_YOUR GOAL_
All lines from the entries below that contain the string "curly" should be copied out.

_Dataset entries_
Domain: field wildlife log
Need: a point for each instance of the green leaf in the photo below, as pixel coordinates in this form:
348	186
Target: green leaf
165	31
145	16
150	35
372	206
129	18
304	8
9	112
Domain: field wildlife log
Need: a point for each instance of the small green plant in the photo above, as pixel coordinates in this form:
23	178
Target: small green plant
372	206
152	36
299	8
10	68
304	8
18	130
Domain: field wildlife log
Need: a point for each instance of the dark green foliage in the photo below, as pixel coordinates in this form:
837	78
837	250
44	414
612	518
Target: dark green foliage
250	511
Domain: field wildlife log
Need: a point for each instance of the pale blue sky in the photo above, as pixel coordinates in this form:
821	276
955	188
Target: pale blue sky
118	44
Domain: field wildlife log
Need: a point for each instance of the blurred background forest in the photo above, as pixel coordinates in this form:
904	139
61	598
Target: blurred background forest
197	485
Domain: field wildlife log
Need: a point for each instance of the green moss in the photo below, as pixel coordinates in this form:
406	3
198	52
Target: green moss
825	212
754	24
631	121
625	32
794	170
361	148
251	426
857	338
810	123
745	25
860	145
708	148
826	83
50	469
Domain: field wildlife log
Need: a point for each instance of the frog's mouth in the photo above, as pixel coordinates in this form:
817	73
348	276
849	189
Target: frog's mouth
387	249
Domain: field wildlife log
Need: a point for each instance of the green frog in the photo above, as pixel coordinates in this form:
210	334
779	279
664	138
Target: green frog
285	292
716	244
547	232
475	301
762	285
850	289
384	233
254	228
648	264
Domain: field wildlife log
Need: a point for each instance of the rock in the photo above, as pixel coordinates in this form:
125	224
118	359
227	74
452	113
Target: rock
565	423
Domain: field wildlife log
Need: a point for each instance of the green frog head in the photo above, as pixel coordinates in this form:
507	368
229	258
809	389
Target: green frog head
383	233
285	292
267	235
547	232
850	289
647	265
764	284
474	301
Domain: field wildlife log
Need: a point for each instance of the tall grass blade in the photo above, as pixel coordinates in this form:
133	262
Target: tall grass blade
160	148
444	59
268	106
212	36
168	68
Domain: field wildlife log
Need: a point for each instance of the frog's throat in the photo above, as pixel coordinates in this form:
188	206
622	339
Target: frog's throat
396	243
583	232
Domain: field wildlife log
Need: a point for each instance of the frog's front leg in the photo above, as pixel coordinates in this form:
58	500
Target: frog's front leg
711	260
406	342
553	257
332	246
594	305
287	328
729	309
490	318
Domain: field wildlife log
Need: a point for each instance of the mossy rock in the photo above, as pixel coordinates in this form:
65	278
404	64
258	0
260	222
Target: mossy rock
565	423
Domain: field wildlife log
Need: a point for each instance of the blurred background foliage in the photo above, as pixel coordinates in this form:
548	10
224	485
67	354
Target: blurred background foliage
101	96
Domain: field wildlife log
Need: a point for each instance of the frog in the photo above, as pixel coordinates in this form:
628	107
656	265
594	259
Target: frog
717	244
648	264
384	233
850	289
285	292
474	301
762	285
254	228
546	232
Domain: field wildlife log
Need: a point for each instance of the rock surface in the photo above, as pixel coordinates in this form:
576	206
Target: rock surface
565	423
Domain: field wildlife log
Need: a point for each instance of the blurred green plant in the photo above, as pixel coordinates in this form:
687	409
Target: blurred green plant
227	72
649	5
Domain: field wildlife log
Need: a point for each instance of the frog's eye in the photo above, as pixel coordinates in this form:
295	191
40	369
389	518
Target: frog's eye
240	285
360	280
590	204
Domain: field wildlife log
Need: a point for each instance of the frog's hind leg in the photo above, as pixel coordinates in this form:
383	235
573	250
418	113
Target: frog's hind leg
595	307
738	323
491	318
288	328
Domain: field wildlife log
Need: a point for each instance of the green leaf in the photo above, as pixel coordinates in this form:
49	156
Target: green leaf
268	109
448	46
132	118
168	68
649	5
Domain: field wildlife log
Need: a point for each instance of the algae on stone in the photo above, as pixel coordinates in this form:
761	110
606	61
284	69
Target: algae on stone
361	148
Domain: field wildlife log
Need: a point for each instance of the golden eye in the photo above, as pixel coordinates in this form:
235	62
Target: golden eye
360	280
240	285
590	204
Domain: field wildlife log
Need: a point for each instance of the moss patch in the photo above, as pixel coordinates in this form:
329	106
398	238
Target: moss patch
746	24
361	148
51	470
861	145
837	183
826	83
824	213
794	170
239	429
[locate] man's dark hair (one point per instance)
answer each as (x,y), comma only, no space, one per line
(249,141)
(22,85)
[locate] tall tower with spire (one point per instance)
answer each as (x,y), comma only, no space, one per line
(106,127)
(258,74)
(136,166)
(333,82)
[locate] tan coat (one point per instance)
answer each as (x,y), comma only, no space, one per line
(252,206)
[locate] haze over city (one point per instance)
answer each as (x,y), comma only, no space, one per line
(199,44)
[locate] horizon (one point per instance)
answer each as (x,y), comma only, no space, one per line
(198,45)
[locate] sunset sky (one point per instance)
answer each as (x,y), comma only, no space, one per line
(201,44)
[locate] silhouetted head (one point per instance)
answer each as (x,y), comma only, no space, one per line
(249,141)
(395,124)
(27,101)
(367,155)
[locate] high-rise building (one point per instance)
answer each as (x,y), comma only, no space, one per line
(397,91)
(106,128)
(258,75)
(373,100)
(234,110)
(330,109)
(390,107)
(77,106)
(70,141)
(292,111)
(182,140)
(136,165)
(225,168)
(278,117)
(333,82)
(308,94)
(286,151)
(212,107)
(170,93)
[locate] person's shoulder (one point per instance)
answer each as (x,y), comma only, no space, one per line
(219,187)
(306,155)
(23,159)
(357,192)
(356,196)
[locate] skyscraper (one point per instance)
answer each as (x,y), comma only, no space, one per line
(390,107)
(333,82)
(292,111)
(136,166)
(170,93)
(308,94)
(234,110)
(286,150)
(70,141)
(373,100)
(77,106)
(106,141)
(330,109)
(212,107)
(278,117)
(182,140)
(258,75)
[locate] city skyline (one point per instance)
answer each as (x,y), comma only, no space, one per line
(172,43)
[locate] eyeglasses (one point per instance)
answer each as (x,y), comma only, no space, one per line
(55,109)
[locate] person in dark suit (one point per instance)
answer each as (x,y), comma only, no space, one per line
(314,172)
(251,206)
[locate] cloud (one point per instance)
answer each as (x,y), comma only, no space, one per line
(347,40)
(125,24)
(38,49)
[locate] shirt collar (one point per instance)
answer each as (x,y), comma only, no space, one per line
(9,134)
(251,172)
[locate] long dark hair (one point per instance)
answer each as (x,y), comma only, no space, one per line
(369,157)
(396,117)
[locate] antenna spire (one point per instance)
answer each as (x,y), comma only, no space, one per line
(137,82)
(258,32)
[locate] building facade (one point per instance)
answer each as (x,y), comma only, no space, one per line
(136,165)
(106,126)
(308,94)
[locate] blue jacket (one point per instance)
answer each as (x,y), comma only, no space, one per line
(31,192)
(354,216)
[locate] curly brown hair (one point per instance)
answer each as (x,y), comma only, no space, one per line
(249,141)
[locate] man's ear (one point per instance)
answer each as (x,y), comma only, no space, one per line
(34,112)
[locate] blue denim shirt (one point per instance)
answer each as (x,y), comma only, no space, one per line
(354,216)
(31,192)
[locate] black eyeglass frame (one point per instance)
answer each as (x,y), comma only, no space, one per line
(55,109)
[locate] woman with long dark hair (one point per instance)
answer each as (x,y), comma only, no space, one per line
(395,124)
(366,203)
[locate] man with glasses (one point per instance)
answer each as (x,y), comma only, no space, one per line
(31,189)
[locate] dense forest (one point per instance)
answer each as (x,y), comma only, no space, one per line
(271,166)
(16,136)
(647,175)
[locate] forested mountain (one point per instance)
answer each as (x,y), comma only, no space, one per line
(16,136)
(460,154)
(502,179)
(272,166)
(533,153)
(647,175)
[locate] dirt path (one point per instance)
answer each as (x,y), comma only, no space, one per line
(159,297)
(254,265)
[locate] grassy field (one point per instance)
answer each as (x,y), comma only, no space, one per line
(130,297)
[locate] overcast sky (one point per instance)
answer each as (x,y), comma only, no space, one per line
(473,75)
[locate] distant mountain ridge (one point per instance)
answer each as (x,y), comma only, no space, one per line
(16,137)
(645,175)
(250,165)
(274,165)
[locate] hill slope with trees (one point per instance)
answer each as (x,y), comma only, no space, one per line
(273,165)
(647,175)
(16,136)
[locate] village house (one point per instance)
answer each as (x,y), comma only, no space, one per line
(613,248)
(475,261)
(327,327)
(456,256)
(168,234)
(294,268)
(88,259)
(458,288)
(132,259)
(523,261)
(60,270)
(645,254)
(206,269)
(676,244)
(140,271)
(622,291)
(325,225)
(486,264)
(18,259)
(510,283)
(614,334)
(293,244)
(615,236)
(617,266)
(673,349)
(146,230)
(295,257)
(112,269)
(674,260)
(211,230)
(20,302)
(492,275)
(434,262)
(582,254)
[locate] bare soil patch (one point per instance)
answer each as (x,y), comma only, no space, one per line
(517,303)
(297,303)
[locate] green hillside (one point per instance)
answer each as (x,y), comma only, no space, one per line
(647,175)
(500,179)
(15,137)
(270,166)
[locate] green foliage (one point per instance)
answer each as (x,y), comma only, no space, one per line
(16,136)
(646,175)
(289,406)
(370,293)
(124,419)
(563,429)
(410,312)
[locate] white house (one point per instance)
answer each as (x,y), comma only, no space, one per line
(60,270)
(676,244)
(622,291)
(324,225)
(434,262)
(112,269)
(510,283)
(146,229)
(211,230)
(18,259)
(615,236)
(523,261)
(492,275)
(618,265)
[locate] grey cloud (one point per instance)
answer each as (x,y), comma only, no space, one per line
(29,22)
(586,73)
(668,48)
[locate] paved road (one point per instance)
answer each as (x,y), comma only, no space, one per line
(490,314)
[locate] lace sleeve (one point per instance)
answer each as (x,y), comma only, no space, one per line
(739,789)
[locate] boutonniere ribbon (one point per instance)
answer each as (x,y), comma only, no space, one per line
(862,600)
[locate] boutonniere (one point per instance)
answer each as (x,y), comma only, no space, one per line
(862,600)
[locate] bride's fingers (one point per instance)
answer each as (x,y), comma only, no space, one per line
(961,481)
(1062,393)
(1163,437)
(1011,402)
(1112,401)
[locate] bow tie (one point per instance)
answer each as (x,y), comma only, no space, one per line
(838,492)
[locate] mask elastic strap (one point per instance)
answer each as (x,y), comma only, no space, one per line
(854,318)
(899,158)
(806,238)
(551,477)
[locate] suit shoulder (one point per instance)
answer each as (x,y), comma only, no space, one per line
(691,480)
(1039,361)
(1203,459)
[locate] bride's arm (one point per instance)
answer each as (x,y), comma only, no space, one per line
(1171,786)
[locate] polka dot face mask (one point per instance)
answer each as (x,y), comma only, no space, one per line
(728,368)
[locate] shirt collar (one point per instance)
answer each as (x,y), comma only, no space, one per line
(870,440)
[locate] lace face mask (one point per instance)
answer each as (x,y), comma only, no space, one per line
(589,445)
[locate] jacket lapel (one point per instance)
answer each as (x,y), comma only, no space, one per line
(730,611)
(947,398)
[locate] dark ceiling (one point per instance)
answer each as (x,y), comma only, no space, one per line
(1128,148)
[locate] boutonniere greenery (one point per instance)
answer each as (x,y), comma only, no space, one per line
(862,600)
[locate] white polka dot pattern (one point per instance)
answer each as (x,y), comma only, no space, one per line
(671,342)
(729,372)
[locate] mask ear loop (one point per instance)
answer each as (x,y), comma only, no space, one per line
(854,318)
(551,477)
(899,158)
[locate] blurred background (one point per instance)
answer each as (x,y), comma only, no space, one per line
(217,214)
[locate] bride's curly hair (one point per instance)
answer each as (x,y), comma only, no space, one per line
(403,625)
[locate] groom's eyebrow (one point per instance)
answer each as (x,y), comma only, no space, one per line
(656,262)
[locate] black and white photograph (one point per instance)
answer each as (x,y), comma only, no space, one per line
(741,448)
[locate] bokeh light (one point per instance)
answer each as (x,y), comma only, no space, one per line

_EXERCISE SOLUTION_
[locate] curly brown hair (one point per instance)
[locate] bride's curly hair (one point per instance)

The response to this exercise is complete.